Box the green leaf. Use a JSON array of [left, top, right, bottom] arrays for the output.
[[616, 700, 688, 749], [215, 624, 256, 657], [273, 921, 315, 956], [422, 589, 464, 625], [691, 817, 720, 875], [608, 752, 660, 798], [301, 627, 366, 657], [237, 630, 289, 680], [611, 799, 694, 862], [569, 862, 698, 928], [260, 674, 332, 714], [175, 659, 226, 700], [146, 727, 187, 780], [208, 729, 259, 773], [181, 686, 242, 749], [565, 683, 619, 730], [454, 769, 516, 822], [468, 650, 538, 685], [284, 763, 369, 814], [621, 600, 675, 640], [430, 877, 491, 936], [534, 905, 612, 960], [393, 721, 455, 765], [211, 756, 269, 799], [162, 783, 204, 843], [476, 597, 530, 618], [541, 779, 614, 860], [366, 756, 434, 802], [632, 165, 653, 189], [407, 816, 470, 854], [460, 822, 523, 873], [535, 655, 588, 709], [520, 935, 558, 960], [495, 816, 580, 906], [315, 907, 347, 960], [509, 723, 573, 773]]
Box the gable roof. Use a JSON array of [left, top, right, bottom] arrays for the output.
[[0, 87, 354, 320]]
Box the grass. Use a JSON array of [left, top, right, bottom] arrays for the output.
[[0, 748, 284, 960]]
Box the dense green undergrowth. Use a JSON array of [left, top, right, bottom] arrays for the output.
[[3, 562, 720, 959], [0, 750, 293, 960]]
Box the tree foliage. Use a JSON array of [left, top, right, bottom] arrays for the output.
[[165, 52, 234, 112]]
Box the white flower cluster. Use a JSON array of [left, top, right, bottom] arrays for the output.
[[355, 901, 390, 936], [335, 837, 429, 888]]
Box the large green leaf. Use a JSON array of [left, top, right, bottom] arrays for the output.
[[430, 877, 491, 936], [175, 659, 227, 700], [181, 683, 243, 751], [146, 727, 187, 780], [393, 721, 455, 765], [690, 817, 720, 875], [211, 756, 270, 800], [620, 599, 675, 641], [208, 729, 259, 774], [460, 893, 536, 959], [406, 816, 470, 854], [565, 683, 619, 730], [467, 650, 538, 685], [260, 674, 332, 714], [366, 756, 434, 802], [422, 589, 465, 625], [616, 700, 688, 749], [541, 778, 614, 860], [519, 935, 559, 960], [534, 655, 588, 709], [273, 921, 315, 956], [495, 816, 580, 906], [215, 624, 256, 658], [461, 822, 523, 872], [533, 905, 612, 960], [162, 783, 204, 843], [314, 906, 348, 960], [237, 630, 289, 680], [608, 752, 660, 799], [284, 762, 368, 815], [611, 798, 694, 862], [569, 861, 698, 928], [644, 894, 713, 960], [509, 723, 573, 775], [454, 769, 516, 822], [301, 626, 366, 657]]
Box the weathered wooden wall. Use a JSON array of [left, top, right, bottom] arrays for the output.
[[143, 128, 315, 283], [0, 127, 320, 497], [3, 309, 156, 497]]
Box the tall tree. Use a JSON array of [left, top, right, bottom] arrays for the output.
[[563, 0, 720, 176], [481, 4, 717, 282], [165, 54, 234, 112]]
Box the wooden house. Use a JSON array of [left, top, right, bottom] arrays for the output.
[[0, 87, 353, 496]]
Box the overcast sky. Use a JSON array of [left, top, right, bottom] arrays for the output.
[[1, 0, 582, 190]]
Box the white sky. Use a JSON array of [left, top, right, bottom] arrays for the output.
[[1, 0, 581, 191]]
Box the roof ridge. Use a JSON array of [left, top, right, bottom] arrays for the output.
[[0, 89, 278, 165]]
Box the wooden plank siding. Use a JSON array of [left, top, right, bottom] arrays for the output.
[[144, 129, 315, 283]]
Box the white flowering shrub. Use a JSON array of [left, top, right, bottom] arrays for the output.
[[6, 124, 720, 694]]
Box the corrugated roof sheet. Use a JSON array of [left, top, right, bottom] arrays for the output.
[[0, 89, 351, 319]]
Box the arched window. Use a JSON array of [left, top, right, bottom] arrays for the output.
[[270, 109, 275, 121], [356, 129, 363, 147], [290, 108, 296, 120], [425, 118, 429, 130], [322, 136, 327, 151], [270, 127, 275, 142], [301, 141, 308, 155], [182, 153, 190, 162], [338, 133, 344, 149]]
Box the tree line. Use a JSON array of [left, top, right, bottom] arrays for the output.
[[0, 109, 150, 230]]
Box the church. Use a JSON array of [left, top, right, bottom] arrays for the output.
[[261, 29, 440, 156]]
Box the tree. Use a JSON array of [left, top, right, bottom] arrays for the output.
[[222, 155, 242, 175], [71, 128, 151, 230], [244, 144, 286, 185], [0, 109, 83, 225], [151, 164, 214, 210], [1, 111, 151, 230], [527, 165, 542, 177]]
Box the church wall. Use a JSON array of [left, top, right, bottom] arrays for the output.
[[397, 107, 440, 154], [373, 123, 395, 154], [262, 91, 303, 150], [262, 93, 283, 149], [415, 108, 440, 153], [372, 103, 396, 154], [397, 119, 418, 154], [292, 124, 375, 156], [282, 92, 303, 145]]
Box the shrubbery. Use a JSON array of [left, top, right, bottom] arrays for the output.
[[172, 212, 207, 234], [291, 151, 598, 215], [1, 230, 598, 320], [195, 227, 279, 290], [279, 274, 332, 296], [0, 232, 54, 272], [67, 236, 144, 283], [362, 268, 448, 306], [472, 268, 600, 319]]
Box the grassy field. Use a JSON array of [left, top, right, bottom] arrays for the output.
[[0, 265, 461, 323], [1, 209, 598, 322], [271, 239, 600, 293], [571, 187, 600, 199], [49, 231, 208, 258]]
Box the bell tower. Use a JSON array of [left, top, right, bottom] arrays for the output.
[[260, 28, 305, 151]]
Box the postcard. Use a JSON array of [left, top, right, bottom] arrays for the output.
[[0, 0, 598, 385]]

-=-=-=-=-

The problem
Line by line, the listing above is to be transcribed exactly.

Written solution
Box the green leaf. Use a JSON array of [left, top, right, bottom] arrays for the output.
[[616, 700, 688, 749], [215, 624, 256, 657], [273, 921, 315, 956], [422, 589, 464, 625], [691, 817, 720, 875], [608, 752, 660, 798], [301, 627, 366, 657], [237, 630, 289, 680], [611, 799, 694, 862], [569, 862, 698, 928], [260, 674, 332, 714], [175, 659, 226, 700], [146, 727, 187, 780], [208, 729, 259, 773], [181, 686, 242, 749], [565, 683, 619, 730], [454, 769, 516, 822], [468, 650, 538, 685], [284, 763, 369, 814], [621, 600, 675, 640], [430, 877, 491, 936], [534, 905, 612, 960], [393, 721, 455, 765], [211, 756, 269, 799], [162, 783, 204, 843], [476, 597, 530, 618], [541, 779, 614, 860], [366, 756, 434, 802], [632, 165, 653, 189], [407, 816, 470, 854], [460, 822, 523, 873], [535, 655, 588, 709], [520, 935, 558, 960], [495, 816, 580, 906], [315, 907, 347, 960], [509, 723, 573, 773]]
Box the gable roof. Use a JSON array of [left, top, right, bottom] arrays for the output.
[[0, 87, 354, 320]]
Box the grass. Use a JSON array of [left, top, right, bottom] arrays for the output.
[[0, 748, 284, 960]]
Box the dense green undergrowth. Use a JSON array of [left, top, right, bottom] arrays for the output.
[[3, 562, 720, 959], [0, 750, 293, 960]]
Box the tree foliage. Use a JSON array of [left, top, right, bottom] arrays for the output.
[[165, 52, 234, 112]]
Box the white flower cluster. Use a JSON array of [left, top, right, bottom] arrays for the output.
[[355, 901, 390, 936], [335, 837, 429, 888]]
Box the large green leaf. Use a JSON array of [left, top, right, bottom] arrays for the output.
[[430, 877, 491, 936], [175, 659, 227, 700], [181, 683, 243, 751], [146, 727, 187, 780], [393, 721, 455, 765], [690, 817, 720, 875], [211, 756, 270, 800], [620, 599, 675, 641], [208, 729, 259, 774], [460, 893, 536, 959], [406, 816, 470, 854], [565, 683, 619, 730], [467, 650, 538, 685], [260, 674, 332, 714], [366, 756, 434, 802], [422, 589, 465, 625], [616, 700, 688, 749], [541, 778, 614, 860], [519, 935, 559, 960], [534, 655, 588, 709], [273, 921, 315, 956], [495, 816, 580, 906], [215, 624, 256, 658], [461, 822, 523, 872], [533, 905, 612, 960], [162, 783, 204, 843], [314, 906, 348, 960], [237, 630, 289, 680], [608, 752, 660, 799], [284, 762, 368, 815], [611, 798, 694, 862], [569, 861, 698, 928], [644, 894, 713, 960], [509, 723, 573, 775], [454, 769, 516, 822], [301, 626, 366, 657]]
Box the weathered wooden wall. Use a JSON array of [left, top, right, bottom] arrays for the output.
[[143, 128, 315, 283], [0, 127, 320, 497], [3, 309, 156, 497]]
Box the tall tree. Use a JSON array of [left, top, right, bottom] arrays for the output.
[[563, 0, 720, 176], [481, 4, 717, 282], [165, 54, 234, 112]]
Box the wooden house. Use a JSON array of [left, top, right, bottom] arrays for the output.
[[0, 87, 353, 496]]
Box the overcast sky. Use a JSON array of [left, top, right, bottom] arrays for the output.
[[1, 0, 582, 190]]
Box the white sky. Use a JSON array of [left, top, right, bottom] arrays for the output.
[[1, 0, 581, 191]]
Box the roof ridge. Use a JSON array of [left, top, right, bottom] arrays for the output.
[[0, 89, 278, 165]]
Box the wooden plank siding. Use a JSON array of [left, top, right, bottom] arrays for the output.
[[144, 129, 315, 283]]
Box the white flowering shrub. Use a JSON array of [left, top, right, bottom] arrays for the output.
[[6, 124, 720, 694]]
Box the corrugated roof sheet. Use a JSON array of [left, top, right, bottom] arrays for the output.
[[0, 89, 351, 319]]
Box the arched window. Use a JSON array of [left, top, right, bottom] arrays for the output.
[[270, 109, 275, 121], [356, 129, 363, 147], [290, 108, 296, 120], [425, 118, 429, 130], [322, 136, 327, 151], [270, 127, 275, 142], [301, 141, 308, 155], [182, 153, 190, 162], [338, 133, 344, 149]]
Box the tree line. Use a JSON array of [left, top, right, bottom] arrays for the output.
[[0, 109, 150, 230]]
Box the church. Use a JSON array of [left, top, right, bottom] arrays for the output.
[[261, 29, 440, 156]]
Box the tree. Use a JSON array of [left, top, right, bottom] arrays for the output.
[[222, 155, 242, 175], [71, 128, 151, 230], [244, 144, 286, 185], [0, 109, 83, 225], [151, 164, 214, 210], [1, 111, 151, 230], [527, 165, 542, 177]]
Box the church wall. Use a JSON array of [left, top, right, bottom] arrays for the output.
[[397, 107, 440, 154], [373, 123, 395, 154], [262, 91, 303, 150], [262, 93, 283, 149], [415, 108, 440, 153], [372, 103, 396, 154], [397, 119, 418, 154], [292, 124, 375, 156], [282, 92, 303, 145]]
Box the shrubbery. Use a JSON array of [left, top, right, bottom] arrays for the output.
[[172, 212, 207, 234], [291, 151, 598, 215], [1, 230, 598, 320], [195, 227, 279, 290], [279, 274, 332, 296], [0, 232, 54, 272], [67, 236, 144, 283], [362, 268, 448, 306], [472, 268, 600, 319]]
Box the grassy field. Use a JSON array of [left, top, right, bottom] arrays for the output.
[[0, 265, 461, 323], [1, 209, 598, 322], [271, 239, 600, 293], [571, 187, 600, 199], [49, 231, 208, 258]]
Box the bell tower. Use a JSON array of [left, top, right, bottom] arrays for the output.
[[260, 28, 305, 151]]
Box the postcard. Use a JSON array of [left, top, right, bottom] arrays for the output.
[[0, 0, 598, 385]]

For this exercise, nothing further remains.